### To be done
1. Can you retype the passage of the post on respect that opens with the words containing "The idea of respect seems" and closes with "people in question?"?
2. Does each statement agree with the post on respect? Answer yes or no for each, quoting the words of the post that decide it. (a) Two bloggers resigned from John Edwards' campaign. (b) The writer sets out to argue whether the two bloggers should have been censored. (c) In the writer's circle of respect, friends sit in the middle.

### Extract
···
The idea of respect seems to be reoccuring in my life in several different areas. Does that happen to you? You hear a word, or an idea, or a phrase or a song, and then all of the sudden it's everywhere? That's how it's been with the idea of respect for me this past few weeks. Respect for children, respect for my husband, respect for other people's opinions, respect being talked about at church in the context of marriage, respect for tradition. But how do we apply this concept of respect? Do we think of respecting our children the same way as our friends or the cashier at the grocery store? Are there different levels of respect depending on the relationship we have with the person or people in question?
Last week two bloggers resigned from John Edwards' campaign after a firestorm of protest over some things they had previously written on their private blogs. When Julie posted about this on her blog on Feb 21, it percipitated a good disscussion. (http://julieunplugged.blogspot.com) The discussion highlighted for me some fundamental differences in how people view the idea of respect when it comes to faceless groups as opposed to a "real" person. It was enlightening and helpful and prompted continued thought on my part. The gist (for me) was that when mrginalized and silenced, people may strike back at their perceived opppressors with anger, vulgarity, and general disrespect. That disrespect is targeted at a group or ideology in general and should not necessarily be personalized by anyone who happens to line up with said ideology. In other words, it is possible to be angry with, and abusive to, a group of people without carrying those feeling over to any particular individual within the group. Shocking language is arguably an understandable and effective way of getting heard, of making people sit up and take notice.
My "gut" feelings are that respect is fundamental, and that lowering the level of discourse to the level of vulgarity and abuse is never productive. Or even if it proves productive, it has consequences such as continued polarization that aren't worth the momentary gain, or momentary feeling of relief! For my purposes in the post, I'm not trying to argue whether or not the two bloggers should have been censored for their private views. This post is me processing in writing about how I see respect in general.
When it comes to respect, I see a sort of concentric circle, with me and my husband in the middle, and then moving out like layers in an onion (or ogre) to the following: children, family, friends, strangers you meet during the course of a day, anonymous strangers, and "enemies." While we too often disrespect those closest to us, our spouses, children and family, we at least give lip service to the idea that you should treat people with dignity. We perhaps are better at respecting our friends who can decide not to have anything to do with us if we treat them shabbily. The concept starts to unravel when it comes to strangers we meet physically in the course of the day, or talk to on the phone. As the physical contact gets more remote, the concept of rudeness is more acceptable. We can cuss out the person in the car that just cut us off, or we can berate the person on the other end of the line when our insurance has screwed up our coverage again. Let the person become more anonymous, more faceless, and the idea of rudeness is excused because it is supposidly no longer directed at an individual, but a group or ideology...in short, it is now directed at "our enemies." With the glut of movies and TV shows glorifying vengence and making sure the bad guys "get theirs," it's understandable that payback has become glorified and even dignified in our society. The bastards who done you wrong don't deserve any respect. In fact, isn't it a good thing to fight back at those who are angry and abusive themselves?
···
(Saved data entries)
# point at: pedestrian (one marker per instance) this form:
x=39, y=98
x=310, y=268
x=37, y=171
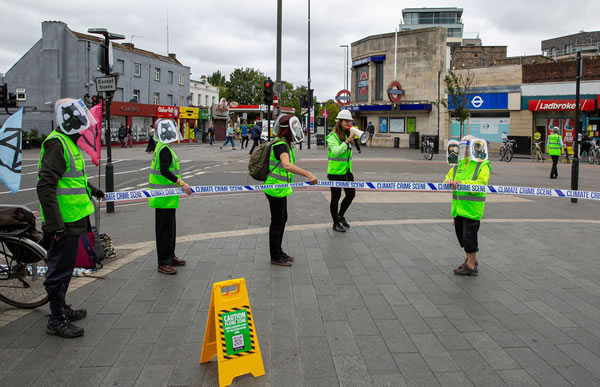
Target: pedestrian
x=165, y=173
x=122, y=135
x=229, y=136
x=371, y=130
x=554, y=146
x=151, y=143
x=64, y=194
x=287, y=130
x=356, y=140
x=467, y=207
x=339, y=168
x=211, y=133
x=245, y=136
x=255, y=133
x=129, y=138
···
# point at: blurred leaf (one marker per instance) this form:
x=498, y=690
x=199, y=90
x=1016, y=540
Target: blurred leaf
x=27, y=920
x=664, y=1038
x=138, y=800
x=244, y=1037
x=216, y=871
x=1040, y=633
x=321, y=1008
···
### Answers for this exercise
1.
The idea of respect seems to be reoccuring in my life in several different areas. Does that happen to you? You hear a word, or an idea, or a phrase or a song, and then all of the sudden it's everywhere? That's how it's been with the idea of respect for me this past few weeks. Respect for children, respect for my husband, respect for other people's opinions, respect being talked about at church in the context of marriage, respect for tradition. But how do we apply this concept of respect? Do we think of respecting our children the same way as our friends or the cashier at the grocery store? Are there different levels of respect depending on the relationship we have with the person or people in question?

2.
(a) Yes: "Last week two bloggers resigned from John Edwards' campaign"
(b) No: "I'm not trying to argue whether or not the two bloggers should have been censored for their private views."
(c) No: "with me and my husband in the middle"